The Center for Data Innovation spoke with David Hand, a data scientist at Imperial College, London. Hand discussed the opportunities and challenges of big data, and the role of data in policy and services.
Nick Wallace: Your book, The Improbability Principle, argues that highly improbable events are, in fact, commonplace. What lessons do you think there are for policymakers in this principle?
David Hand: I suppose the obvious one is that they’ve got to be prepared for improbable, unexpected, and dramatic events. Extreme floods, disasters overwhelming accident and emergency (A&E) departments, or unexpected election and referendum outcomes, for instance! Extreme floods is a good example: climate change means we’re going to get these events that might have been thought to be highly improbable happening more and more often.
I think in general there’s a fundamental lesson people need to take on board. People aren’t very good at thinking about probability. If I say that the probability that something will happen is 0.9, or 9/10, and it doesn’t happen, that doesn’t mean I got it wrong. It just means I thought it was more likely that it would happen. Even events with very low probability happen—just not very often. If the weather forecaster says there’s an 80 percent chance of sunshine and then it rains, that doesn’t mean they got it wrong. The whole point about probability and change and uncertainty is that they are not predictable, so you just work out what you think is the most likely event. And, in a sense, the fact that events with low probability happen is the driver behind the book: it’s about what makes those improbable events more likely.
This is where the difference between a scientist and a politician comes into play. A scientist can do the calculation, and then sit on the fence and say, “I think it’s most likely that this will happen tomorrow, but it might not.” The politician, however, has to make a decision on the basis of these predictions, and has to choose action A or action B, and in doing that they won’t take into account just the probabilities, they’ll also take into account the consequences. Suppose that the low-probability outcome carries a much greater cost than the high-probability one, then the politician might choose to go with the low-probability outcome, because the consequences could be so adverse. So, I really think the politicians have a much tougher job than the academics or the scientists, because the academics can say, “look: it could be this, or it could be this,” but the politician has to act.

SOURCE DATA:
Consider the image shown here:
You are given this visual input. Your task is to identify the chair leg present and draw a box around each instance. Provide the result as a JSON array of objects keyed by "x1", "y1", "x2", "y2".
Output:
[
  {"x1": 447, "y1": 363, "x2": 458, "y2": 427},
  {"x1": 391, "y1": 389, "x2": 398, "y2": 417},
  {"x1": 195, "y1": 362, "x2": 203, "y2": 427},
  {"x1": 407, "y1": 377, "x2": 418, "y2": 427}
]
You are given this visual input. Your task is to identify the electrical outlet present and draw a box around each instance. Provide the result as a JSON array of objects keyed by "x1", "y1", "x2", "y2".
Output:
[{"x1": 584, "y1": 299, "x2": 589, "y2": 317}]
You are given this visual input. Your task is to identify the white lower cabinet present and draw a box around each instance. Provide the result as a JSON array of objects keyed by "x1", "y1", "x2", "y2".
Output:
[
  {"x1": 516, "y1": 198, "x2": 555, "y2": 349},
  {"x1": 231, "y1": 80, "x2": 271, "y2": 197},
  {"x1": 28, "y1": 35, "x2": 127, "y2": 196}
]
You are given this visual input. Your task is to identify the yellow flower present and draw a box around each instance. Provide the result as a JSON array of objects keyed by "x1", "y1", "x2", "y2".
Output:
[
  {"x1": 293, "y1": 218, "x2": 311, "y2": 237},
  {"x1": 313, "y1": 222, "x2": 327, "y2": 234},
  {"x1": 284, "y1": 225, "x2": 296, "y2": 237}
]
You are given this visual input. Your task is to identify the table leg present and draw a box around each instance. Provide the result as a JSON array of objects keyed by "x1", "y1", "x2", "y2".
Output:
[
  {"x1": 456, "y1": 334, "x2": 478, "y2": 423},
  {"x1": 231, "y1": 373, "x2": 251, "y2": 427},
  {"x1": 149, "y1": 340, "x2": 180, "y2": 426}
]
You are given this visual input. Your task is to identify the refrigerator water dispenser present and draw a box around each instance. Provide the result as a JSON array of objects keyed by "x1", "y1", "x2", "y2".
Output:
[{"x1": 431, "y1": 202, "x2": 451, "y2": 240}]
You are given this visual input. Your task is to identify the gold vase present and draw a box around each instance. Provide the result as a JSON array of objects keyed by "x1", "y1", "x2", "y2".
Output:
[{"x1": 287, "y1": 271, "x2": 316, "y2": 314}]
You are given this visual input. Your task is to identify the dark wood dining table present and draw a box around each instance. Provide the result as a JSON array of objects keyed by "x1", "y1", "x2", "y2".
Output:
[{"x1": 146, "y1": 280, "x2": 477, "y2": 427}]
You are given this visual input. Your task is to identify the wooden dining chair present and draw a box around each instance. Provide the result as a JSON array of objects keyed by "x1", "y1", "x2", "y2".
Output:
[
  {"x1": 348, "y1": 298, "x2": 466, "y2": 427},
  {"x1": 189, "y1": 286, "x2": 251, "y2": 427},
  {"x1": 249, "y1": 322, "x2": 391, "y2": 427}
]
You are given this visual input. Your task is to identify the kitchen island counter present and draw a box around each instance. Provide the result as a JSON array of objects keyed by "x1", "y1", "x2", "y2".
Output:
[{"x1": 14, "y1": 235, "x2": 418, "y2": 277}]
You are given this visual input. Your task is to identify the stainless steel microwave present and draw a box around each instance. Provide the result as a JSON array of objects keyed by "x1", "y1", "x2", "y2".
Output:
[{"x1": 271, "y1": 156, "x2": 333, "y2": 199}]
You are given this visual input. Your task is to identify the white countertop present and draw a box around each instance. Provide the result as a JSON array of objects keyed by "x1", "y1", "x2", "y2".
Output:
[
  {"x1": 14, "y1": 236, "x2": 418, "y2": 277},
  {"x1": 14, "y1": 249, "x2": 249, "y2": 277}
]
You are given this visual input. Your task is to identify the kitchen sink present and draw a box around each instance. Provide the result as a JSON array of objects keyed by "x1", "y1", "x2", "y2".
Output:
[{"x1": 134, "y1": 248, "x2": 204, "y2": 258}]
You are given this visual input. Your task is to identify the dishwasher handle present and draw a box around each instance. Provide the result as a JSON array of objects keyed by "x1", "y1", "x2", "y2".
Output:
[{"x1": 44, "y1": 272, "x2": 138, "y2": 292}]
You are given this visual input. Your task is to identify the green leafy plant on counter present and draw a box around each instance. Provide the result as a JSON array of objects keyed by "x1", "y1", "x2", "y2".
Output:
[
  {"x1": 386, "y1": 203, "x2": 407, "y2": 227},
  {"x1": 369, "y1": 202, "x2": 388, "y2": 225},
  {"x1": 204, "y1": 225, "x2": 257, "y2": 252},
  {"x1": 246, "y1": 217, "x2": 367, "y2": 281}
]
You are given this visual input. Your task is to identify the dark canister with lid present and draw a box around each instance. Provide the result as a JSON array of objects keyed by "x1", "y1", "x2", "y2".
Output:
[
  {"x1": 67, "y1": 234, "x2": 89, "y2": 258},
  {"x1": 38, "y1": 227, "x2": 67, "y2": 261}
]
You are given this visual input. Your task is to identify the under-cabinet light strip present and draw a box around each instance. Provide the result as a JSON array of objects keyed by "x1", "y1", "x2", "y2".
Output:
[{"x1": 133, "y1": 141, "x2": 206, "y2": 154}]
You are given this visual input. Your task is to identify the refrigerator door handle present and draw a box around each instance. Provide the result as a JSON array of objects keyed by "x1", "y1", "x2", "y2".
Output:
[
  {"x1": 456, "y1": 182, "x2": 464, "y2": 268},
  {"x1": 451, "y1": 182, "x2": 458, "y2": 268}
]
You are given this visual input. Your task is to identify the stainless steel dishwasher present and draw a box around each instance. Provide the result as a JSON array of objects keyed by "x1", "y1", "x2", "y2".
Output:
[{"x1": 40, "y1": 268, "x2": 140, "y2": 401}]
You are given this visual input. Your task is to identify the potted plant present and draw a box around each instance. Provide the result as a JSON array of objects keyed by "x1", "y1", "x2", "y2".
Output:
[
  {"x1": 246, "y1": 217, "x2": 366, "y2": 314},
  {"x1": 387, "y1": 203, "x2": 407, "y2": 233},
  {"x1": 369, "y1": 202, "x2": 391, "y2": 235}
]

BRIEF 1: In the interview with David Hand, list the examples Hand gives of improbable, unexpected, and dramatic events that policymakers must be prepared for.
BRIEF 2: Extend the interview with David Hand beyond its last sentence.

TASK RESPONSE 1:
- Extreme floods
- Disasters overwhelming accident and emergency (A&E) departments
- Unexpected election and referendum outcomes

TASK RESPONSE 2:
Wallace: You’ve worked on bringing more data into the domain of retail credit by establishing credit ratings and predicting consumer fraud. Tell us a little more about this: what does data innovation bring to this sector, and what does it achieve for consumers?
Hand: Credit scoring in the retail sector—loans, car finance, mortgages, this sort of thing for individuals—has been around for a long time, long before the phrase “big data” ever became popular, but it certainly was big data. About twenty years ago, major credit card companies were handling a billion transactions a year. I’ve been working with these sorts of organizations to develop models that are better, more predictive: “will this person default?” “will they be interested in other financial products from the same organization?” and so on. You can’t get it 100 percent right, of course, because unexpected events intrude—the sort of things we were talking about just a moment ago—somebody loses their job or gets divorced or suffers a bereavement. But you can do pretty well.
People started developing these sorts of models in the late 1950s and 1960s, and since then they’ve been gradually improving them: gradually adding more data, gradually improving the machine learning and statistical modelling processes that these kinds of tools use. And so, the tools they’ve got now, the predictive models, are really very, very good. But it is based on very large data sets; it’s rather different from corporate credit rating, where you don’t have such massive, homogeneous data sets. The individual credit scoring stuff is pretty good, because it’s been around for a long time and you’ve got big data sets.
It’s good news from the consumer point of view as well. A bank won’t want to lend to somebody who is unlikely to be able to repay. So, I think anything you can do to build a model which will more accurately predict the outcome is beneficial to both sides. Using a poor model is bad news for everybody. Banks make loans to people who’re then going to suffer all sorts of problems because they can’t repay, and the bank is going to suffer because they won’t repay.
There are also situations where the model wasn’t very good in the past, and rejected people because it didn’t take into account all aspects of an individual. It didn’t take into account that one individual was a special case, because of such and such, and so on. It works both ways. For example, doctors are generally good credit risks. Perhaps the information being fed into the scorecard before was unable to record that a doctor has just come out of prison after serving a sentence for embezzlement. In that case, perhaps they wouldn’t be a good credit risk, but the old model was unable to take that into account. More sophisticated modern models use a much wider range of data. So it’s entirely possible that current models might not always make the same decision as previous models—although one would expect that for the bulk of applicants, the decision would be the same. It’s near the borderline where you would expect some differences: in the past, some professions were treated as one group, but over the course of time, more information allows you to discriminate more effectively between different people.
Wallace: You’ve also been part of efforts to make better use of public sector data with the UK Statistics Authority. What does the term “data-driven policy making” mean to you, and how far off do you think it is?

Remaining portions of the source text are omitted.